## begin PASSAGE GIVEN

# Intro to Python and Jupyter

## 1. Quick Jupyter Notebook guide

Use **Arrow keys** to move up and down
***

Use **Enter** to activate cell and **ESC** to deactivate it
***

Use **CTRL+Enter** to execute cell (interpret Markdown or Python code)
***

While cell is deactivated (you are in Command mode) use **M** to turn cell into Markdown or **Y** to switch to Python
___

**a** adds cell above and **b** adds cell below (**ALT+Enter** execute and insert below)
___

Delete cell using **dd**
___

More shortcuts will pop up after pressing **H** (or **CTRL+SHIFT+H**)

---

Interactive command palette - **CTRL+SHIFT+C**

## 2. Markdown guide

[Markdown Cheatsheet](https://github.com/adam-p/markdown-here/wiki/Markdown-Cheatsheet)

## 3. Python intro

### 3.1. IPython

**Getting help**

In [None]:
help(len)

In [None]:
len.__doc__

In [None]:
#IPython extended help function
?len

In [None]:
def square(a):
    """Return the square of a."""
    return a**2

In [None]:
#Access source code
square??

**Magic functions**

In [None]:
#Measure average exec time
%timeit L = [n ** 2 for n in range(1000)]

In [None]:
#Help on magic functions
%magic

In [None]:
%%latex
$$x_i=\sum^N_{i=1}{e^i}$$

**Shell functions**

In [None]:
%pwd

In [None]:
# %cd - change directory
# %ls - list
# %cp - copy e.g. cp file1.csv folder/.
# %mkdir - make directory e.g. mkdir results
# %rm - remove file (or directory) e.g. rm python.py, rm -r folder

In [None]:
!git

In [None]:
!curl --help

### 3.2. ML in Python

#### Python resources
Official tutorial

https://docs.python.org/3/tutorial/

'Think' Series by Allen B. Downey

https://greenteapress.com/wp/think-python-2e/


Free programming books on GoalKicker:

https://goalkicker.com/PythonBook/

Online courses: Datacamp, Coursera, CodeAcademy

**Data Science and ML in Python**

Scikit-learn documentation

https://scikit-learn.org/stable/

Seaborn documentation

https://seaborn.pydata.org/

Python Data Science Handbook

https://jakevdp.github.io/PythonDataScienceHandbook/

Medium platform blogs (e.g. Towards Data Science)

**Modules for Data Science in Python**

**Numpy** - provides numerical data structures and required utilities (linear algebra tool) https://numpy.org/

**Pandas** - Python DataFrames + reading/writing datasets https://pandas.pydata.org/

**Matplotlib/Seaborn** - plotting, data visualization https://matplotlib.org/

**Scikit-learn** - ML models, evaluation metrics, preprocessing

**'Production' ML project lifecycle (from "ML Engineering" by Andriy Burkov)**
![](./ML_Project_Cycle.PNG)

## end PASSAGE GIVEN
## begin DATA LINES

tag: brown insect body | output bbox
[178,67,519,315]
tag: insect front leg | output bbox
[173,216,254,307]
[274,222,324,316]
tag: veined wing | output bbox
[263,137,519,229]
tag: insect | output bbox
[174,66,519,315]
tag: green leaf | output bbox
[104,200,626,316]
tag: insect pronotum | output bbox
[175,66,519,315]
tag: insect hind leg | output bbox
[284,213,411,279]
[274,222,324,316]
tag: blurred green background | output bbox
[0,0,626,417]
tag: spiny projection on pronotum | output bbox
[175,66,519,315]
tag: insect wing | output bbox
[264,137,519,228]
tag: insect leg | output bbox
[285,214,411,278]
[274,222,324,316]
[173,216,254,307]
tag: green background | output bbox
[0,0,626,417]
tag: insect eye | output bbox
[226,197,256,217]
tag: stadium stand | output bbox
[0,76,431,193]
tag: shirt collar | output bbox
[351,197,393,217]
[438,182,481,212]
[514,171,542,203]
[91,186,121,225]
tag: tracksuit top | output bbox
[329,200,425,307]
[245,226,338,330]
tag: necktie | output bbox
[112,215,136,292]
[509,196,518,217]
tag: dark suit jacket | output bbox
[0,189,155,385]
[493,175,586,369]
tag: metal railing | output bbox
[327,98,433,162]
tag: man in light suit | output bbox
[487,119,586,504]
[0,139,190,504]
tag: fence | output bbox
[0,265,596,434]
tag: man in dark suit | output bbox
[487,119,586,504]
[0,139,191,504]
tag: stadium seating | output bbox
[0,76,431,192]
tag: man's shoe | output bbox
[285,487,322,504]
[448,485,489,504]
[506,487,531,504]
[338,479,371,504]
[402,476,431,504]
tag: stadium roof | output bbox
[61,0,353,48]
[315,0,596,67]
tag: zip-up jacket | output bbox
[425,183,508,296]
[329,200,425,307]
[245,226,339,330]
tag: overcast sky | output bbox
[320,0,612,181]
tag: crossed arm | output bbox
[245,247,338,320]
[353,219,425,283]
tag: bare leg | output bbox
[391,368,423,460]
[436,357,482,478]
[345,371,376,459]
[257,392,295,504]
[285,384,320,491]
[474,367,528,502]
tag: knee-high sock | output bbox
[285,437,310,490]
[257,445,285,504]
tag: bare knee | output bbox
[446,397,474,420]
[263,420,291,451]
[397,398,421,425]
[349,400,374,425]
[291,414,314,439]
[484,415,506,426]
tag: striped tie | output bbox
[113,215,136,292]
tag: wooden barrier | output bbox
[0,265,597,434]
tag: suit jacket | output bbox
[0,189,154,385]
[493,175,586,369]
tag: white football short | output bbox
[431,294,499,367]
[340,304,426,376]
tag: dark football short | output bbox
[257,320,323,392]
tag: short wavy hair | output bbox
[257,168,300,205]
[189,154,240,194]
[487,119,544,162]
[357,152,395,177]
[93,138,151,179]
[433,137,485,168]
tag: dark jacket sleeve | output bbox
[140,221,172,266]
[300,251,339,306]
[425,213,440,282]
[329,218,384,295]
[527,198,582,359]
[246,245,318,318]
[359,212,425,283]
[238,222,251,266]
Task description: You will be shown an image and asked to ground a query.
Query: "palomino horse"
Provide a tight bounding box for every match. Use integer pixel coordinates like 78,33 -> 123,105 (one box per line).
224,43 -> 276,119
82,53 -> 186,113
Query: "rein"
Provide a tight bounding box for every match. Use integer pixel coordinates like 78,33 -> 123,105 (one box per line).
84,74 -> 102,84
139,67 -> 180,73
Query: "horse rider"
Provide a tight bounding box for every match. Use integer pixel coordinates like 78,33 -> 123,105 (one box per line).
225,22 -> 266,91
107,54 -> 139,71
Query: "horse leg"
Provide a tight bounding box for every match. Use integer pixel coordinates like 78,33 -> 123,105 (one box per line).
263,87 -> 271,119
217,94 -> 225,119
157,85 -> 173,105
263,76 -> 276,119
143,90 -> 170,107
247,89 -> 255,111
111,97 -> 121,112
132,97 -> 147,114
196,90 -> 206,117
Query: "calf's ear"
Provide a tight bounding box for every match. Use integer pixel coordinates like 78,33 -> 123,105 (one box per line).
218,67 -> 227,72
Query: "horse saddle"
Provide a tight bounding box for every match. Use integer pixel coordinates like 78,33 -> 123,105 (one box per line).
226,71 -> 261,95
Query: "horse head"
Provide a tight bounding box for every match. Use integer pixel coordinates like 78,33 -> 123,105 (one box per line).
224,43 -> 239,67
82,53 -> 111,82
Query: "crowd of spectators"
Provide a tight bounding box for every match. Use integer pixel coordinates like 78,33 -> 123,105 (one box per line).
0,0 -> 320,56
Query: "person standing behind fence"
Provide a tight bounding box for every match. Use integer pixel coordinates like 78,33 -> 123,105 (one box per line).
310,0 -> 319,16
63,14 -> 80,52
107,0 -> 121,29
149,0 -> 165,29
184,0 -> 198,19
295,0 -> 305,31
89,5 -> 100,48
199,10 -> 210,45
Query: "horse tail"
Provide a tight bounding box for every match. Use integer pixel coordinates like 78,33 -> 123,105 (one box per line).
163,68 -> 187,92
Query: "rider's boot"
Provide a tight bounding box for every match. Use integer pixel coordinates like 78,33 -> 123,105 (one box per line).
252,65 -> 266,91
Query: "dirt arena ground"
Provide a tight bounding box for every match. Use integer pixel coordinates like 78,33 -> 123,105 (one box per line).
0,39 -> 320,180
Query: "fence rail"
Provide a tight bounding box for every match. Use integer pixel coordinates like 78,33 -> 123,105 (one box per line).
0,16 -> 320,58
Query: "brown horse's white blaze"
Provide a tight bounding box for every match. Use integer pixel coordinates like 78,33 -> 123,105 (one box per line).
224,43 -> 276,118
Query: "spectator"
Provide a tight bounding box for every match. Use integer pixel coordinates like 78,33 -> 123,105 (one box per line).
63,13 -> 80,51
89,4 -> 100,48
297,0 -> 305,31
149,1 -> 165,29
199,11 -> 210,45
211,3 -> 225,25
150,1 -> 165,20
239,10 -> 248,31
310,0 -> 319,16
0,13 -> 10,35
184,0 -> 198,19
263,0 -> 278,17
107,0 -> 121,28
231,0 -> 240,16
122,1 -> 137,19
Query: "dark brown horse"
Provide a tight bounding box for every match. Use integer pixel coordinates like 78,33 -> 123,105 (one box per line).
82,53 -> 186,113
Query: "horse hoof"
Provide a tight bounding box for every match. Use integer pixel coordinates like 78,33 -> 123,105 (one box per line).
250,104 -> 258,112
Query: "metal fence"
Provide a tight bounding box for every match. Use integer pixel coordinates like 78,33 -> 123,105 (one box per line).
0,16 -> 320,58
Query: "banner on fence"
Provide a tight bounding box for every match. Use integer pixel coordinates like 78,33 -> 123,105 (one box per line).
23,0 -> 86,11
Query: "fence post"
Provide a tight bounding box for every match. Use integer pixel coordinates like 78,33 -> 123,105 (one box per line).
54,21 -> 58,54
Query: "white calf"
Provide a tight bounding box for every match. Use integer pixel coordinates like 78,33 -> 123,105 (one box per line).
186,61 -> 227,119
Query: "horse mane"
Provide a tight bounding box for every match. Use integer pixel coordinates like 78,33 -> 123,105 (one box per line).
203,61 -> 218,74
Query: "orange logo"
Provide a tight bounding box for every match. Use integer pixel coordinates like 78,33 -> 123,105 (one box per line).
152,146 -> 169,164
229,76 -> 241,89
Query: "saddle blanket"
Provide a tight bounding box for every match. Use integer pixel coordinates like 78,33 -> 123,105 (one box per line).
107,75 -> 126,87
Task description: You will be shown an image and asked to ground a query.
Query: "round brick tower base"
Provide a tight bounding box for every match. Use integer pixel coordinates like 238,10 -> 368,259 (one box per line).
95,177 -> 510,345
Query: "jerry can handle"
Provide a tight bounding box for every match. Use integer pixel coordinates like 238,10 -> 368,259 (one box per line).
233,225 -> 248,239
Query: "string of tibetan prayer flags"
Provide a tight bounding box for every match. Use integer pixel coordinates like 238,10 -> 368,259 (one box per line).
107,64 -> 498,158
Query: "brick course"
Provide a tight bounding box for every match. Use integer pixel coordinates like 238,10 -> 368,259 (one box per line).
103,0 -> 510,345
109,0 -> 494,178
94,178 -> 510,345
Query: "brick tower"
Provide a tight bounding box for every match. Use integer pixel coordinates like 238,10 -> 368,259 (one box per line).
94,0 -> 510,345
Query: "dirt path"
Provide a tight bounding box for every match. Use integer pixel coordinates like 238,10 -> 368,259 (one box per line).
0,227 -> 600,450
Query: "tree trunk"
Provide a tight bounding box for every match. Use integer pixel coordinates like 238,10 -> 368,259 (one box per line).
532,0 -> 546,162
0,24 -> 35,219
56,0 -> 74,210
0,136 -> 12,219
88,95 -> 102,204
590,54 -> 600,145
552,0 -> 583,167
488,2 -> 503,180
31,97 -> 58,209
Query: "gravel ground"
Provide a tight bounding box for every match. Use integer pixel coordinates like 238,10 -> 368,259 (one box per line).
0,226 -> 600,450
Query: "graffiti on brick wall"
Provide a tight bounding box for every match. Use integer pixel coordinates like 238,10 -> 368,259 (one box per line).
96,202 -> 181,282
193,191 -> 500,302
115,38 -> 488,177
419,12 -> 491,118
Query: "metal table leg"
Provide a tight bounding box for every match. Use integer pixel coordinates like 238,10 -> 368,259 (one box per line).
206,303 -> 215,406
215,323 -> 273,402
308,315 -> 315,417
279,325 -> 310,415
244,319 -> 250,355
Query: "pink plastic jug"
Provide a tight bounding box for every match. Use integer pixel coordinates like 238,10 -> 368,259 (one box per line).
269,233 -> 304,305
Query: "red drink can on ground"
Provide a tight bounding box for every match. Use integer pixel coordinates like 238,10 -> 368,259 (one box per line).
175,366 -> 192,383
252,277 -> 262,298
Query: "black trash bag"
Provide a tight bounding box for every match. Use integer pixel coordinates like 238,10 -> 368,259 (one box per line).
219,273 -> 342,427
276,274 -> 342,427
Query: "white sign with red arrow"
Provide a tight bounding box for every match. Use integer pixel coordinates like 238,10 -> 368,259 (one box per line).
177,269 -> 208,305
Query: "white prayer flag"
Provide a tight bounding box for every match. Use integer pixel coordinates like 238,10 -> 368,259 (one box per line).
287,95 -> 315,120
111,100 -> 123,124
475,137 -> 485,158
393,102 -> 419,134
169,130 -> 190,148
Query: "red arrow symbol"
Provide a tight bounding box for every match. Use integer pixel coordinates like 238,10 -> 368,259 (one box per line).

## end DATA LINES

### WRITTEN TASKS:
- 1) In the Python and Jupyter intro, what key combination opens the interactive command palette?
- 2) Pick up the Python and Jupyter intro after its last line and write the section that comes next.
None of the entries are needed for this work.

### OUTPUTS:
- 1) CTRL+SHIFT+C

- 2)
## Overfitting and dataset splits

Splitting data into training and validation set is done to avoid overfitting and to assess performance in more realistic situation (model will predict outcome on data it has never seen before).

[Related to Bias vs. Variance Tradeoff (Underfitting vs. Overfitting)](https://jakevdp.github.io/PythonDataScienceHandbook/05.03-hyperparameters-and-model-validation.html#The-Bias-variance-trade-off)

![](https://jakevdp.github.io/PythonDataScienceHandbook/figures/05.03-validation-curve.png)

In [None]:
%pip install numpy matplotlib scikit-learn --upgrade

In [None]:
import numpy as np
import matplotlib.pyplot as plt
import random
from sklearn.preprocessing import PolynomialFeatures
from sklearn.linear_model import LinearRegression
from sklearn.pipeline import make_pipeline, Pipeline

In [None]:
def PolynomialReg(X: np.array, y: np.array, degree: int=2) -> Pipeline:
    return make_pipeline(PolynomialFeatures(degree), LinearRegression()).fit(
        X.reshape(-1, 1), y
    )

In [None]:
def true_process_with_noise(x: np.array, seed: int = 123) -> float:
    np.random.seed(seed)
    return 2 * np.log(x) + 0.4 * np.random.normal(size=x.size) + 2

In [None]:
n = 40
random.seed(24)
test = random.sample(range(n), int(n * 0.2))
mask = np.ones(n, bool)
mask[test] = False

In [None]:
x = np.linspace(2, 10, n)
random.seed(42)
y = true_process_with_noise(x)
X_train = x[mask]
y_train = y[mask]
X_test = x[~mask]
y_test = y[~mask]

In [None]:
plt.plot(X_train, y_train, "o")
plt.plot(X_test, y_test, "go");

In [None]:
# Train polynomial regression with degree 1 and 20
model1 = PolynomialReg(X_train, y_train, 1)
model20 = PolynomialReg(X_train, y_train, 20)
# Predict values on train and test data
pred_train1 = model1.predict(X_train.reshape(-1, 1))
pred_train20 = model20.predict(X_train.reshape(-1, 1))
pred_test1 = model1.predict(X_test.reshape(-1, 1))
pred_test20 = model20.predict(X_test.reshape(-1, 1))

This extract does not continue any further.